# Document
# Data Cleaning Methodology

## Census API Data Pull

In [4]:
# Import Libraries for API Key
from census import Census
from us import states
import csv
import time
import pdb
import pandas as pd

# Initialize Census object with API key to utilize census python wrapper to pull data
c = Census("a843158c55ae161d6ec8bfe7530da4c8e5acebbc")

The below is an example of a dictionary we will build out that will contain all of the tables
we intend to make request to in the census api. We will leverage the **sub-group** as the key (i.e. B17015_038E) and **description** as the value. Overall, we intend to make request for each of these categories and likely more as the project develops:
- unemployment rate
- Poverty Rate
- Median Household Income rate
- Educational Attainment
- Race/demographics
- Geo-location
- AT HOME FOR THE POPULATION 25 YEARS AND OVER
- Per capita income

In [5]:
# Key is an example of the name that needs to be passed in to get data
tables_dict = {
    'B17015_038E': "POVERTY STATUS IN THE PAST 12 MONTHS OF FAMILIES BY FAMILY TYPE BY SOCIAL SECURITY INCOME BY SUPPLEMENTAL SECURITY INCOME (SSI) AND CASH PUBLIC ASSISTANCE INCOME"
}

The below cell iterates through each key in our `tables_dict`. We will use the key as the name of the csv, referncing the `tables_dict` to remember the data we are using. 

For each key we iterate through, we will be iterating through the years for the ACS5 dataset, which is:

> The 5-year estimates from the ACS are "period" estimates that represent data collected over a period of time.

For each year, we will:
1. Make a get request `c.acs5.state_county` at the state-county level for the specified sub-group (i.e. B17015_038E)
2. We will index into the first object in the response to leverage as out columns
3. Finally, we will iterate through each state-county response and write them to the file

In [7]:
# Years we want to collect. The census api already has this attribute, so we don't errneously
# pull years not available
years = c.acs5.years

for key in tables_dict.keys():
    with open(f'{key}.csv', 'w', newline='') as csvfile:
        spamwriter = csv.writer(csvfile)
        
        # Iterate through years
        for idx, year in enumerate(years):
            
            # Fetch data
            response = c.acs5.state_county(('NAME', key), Census.ALL, Census.ALL, year=year)
            
            # Check if this is the first index so we don't re-write headers each time.
            if idx == 0:
                # Collect columns and write them as the header
                columns = list(response[0].keys()) + ['year']
                spamwriter.writerow(columns)
            
            # Iterate through each nested response and write them to the csv 
            for row in response:
                #pdb.set_trace()
                spamwriter.writerow([row[name] for name in list(response[0].keys())] + [year])
            
            # Delay script every 30 secs so that we don't get flagged for request abuse
            time.sleep(30)

Once all of the data has been collected, we will do some data cleaning. Example of this is shown below, splitting the *state* and *county* from the **NAME** column and placing them into their respective columns.

# Entries
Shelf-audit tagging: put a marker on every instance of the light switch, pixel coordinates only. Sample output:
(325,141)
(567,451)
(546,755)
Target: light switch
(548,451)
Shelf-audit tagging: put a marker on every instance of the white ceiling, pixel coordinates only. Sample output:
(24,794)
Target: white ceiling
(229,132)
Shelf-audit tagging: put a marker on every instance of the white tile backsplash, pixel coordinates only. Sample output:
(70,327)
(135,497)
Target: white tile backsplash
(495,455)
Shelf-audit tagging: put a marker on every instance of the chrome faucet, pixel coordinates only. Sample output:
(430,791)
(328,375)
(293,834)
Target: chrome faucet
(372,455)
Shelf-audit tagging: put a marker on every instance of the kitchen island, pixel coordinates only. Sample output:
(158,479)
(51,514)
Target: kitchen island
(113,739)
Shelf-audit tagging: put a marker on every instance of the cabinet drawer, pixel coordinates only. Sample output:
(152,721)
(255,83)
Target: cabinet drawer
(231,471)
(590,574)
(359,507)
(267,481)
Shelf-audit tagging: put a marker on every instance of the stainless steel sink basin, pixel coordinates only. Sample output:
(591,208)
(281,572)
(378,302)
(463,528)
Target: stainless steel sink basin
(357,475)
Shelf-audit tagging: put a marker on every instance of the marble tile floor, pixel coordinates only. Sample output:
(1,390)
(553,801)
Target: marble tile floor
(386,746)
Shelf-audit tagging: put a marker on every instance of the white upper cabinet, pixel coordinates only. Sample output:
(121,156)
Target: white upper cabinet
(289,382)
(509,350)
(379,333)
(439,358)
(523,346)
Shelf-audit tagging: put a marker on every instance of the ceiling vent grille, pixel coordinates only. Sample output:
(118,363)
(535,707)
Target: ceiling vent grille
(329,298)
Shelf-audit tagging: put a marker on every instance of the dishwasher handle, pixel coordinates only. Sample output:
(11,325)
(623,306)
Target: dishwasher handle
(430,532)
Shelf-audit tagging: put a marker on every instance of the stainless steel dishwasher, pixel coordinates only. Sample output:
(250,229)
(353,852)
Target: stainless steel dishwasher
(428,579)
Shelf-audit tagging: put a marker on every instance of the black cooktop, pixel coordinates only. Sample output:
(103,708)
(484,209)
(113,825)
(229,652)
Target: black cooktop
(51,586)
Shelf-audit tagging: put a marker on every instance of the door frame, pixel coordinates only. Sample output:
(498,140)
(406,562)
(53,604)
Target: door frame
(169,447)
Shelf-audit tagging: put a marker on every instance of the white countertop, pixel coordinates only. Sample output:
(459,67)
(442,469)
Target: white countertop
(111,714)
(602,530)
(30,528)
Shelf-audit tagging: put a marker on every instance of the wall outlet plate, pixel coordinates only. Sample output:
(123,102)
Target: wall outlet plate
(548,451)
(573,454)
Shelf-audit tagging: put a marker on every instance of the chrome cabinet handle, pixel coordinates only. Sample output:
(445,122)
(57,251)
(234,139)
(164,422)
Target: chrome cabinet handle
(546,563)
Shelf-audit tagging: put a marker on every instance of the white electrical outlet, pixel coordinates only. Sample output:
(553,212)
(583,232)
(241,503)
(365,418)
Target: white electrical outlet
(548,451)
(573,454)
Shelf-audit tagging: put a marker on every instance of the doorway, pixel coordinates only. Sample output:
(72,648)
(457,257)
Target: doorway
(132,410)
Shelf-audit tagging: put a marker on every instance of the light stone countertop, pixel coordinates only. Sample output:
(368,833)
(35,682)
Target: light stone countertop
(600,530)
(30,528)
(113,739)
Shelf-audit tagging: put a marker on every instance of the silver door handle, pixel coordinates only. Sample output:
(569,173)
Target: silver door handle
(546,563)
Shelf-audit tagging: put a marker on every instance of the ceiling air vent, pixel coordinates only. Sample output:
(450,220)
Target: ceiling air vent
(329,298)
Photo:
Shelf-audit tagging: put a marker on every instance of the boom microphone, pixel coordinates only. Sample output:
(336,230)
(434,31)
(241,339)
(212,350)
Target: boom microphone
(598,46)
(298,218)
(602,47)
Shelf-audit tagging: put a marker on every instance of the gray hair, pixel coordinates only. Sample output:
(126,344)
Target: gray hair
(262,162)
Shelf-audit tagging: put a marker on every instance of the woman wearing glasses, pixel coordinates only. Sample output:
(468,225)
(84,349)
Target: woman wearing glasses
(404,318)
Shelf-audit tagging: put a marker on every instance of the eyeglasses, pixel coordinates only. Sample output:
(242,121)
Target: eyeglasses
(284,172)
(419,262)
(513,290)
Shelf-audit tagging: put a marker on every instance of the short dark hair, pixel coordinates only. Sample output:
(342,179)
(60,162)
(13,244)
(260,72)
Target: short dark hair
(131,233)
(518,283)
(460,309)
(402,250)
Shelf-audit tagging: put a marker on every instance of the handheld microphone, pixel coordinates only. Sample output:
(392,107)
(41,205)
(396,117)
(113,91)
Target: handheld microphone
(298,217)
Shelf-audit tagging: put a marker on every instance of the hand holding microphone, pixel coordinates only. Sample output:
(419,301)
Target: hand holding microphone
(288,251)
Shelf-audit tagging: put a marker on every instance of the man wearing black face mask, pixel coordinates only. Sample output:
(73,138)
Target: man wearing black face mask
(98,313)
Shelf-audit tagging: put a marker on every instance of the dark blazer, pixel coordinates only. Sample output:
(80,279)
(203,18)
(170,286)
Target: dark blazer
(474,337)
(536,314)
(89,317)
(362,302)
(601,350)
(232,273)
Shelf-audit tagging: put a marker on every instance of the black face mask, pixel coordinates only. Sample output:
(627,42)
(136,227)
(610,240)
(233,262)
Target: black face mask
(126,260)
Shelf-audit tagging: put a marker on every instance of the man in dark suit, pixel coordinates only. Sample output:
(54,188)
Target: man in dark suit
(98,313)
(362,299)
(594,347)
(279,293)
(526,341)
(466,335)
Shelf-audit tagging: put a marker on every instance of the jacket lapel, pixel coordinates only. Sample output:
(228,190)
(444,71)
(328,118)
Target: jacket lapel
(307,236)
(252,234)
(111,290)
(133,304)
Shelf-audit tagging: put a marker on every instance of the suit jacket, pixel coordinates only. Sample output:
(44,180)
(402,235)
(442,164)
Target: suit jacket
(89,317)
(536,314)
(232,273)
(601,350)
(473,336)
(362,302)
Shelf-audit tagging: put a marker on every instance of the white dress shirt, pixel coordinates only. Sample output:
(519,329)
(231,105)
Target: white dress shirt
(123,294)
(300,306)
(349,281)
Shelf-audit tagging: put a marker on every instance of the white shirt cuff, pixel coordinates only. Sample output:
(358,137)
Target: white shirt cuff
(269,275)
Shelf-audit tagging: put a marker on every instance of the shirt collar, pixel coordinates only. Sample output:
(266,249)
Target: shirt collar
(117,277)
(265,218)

# Exercise instructions
a) From the data cleaning methodology page, quote the part that opens with the words containing "# Iterate through each" and closes with "list(response[0].keys())] + [year])".
b) Answer these questions about the data cleaning methodology page, one per line:
(i) What does the page use as the name of each csv file it writes?
(ii) For how many seconds does the script pause after fetching each year's data?
(iii) Which column are the state and county split out of during cleaning?

# Outputs in order
a)
# Iterate through each nested response and write them to the csv 
            for row in response:
                #pdb.set_trace()
                spamwriter.writerow([row[name] for name in list(response[0].keys())] + [year])

b)
(i) Each key in `tables_dict`.
(ii) 30 seconds.
(iii) The NAME column.